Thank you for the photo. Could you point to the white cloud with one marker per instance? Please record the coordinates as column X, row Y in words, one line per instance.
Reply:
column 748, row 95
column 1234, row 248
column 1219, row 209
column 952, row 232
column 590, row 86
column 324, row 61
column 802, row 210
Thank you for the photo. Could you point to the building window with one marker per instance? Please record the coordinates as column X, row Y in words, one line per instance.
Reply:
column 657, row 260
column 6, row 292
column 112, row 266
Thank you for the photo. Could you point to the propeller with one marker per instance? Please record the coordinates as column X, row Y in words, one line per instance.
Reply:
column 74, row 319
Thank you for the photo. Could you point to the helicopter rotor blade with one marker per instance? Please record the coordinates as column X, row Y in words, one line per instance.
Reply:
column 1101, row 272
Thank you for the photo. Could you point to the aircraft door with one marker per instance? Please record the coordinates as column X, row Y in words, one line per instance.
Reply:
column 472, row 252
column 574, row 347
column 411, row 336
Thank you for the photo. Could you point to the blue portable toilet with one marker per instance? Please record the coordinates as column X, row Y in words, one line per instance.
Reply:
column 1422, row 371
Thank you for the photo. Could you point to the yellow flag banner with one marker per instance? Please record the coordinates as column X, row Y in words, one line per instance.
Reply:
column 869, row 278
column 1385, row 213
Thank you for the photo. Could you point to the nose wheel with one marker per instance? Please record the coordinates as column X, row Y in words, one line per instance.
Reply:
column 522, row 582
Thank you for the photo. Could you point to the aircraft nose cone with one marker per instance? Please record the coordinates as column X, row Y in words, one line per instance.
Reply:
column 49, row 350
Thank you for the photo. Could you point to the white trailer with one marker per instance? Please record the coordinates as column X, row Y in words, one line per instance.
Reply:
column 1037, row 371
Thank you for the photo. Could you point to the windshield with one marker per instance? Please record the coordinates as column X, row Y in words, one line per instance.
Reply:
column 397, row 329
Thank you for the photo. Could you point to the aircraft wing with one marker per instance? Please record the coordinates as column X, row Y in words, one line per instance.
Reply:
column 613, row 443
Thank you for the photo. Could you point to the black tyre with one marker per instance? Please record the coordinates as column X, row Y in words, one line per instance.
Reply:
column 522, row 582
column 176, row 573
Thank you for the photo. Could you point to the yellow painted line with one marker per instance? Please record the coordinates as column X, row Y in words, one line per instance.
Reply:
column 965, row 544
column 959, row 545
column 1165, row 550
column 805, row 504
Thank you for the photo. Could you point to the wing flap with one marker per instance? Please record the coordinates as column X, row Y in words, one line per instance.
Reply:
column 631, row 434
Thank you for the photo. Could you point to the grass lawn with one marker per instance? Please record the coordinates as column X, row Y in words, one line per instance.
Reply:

* What you are asked to do: Copy out the lines of the records starting with the line that contains "the aircraft wing" and going on through the line that contains "column 805, row 504". Include both of those lines.

* Exercise solution:
Thank you for the photo. Could you point to the aircraft wing with one marker per instance? Please record the coordinates as column X, row Y in words, one line per instance.
Reply:
column 613, row 443
Thank you for the photo. Could you point to the black tyre with one marker per instance? Please record the coordinates as column X, row Y in words, one line per instance.
Reply:
column 522, row 582
column 176, row 573
Thank you for the photo. Could you point to the yellow painted line with one marker per instance? Please record the coordinates as column X, row Y in words, one line per instance.
Reply:
column 965, row 544
column 959, row 545
column 1165, row 550
column 805, row 504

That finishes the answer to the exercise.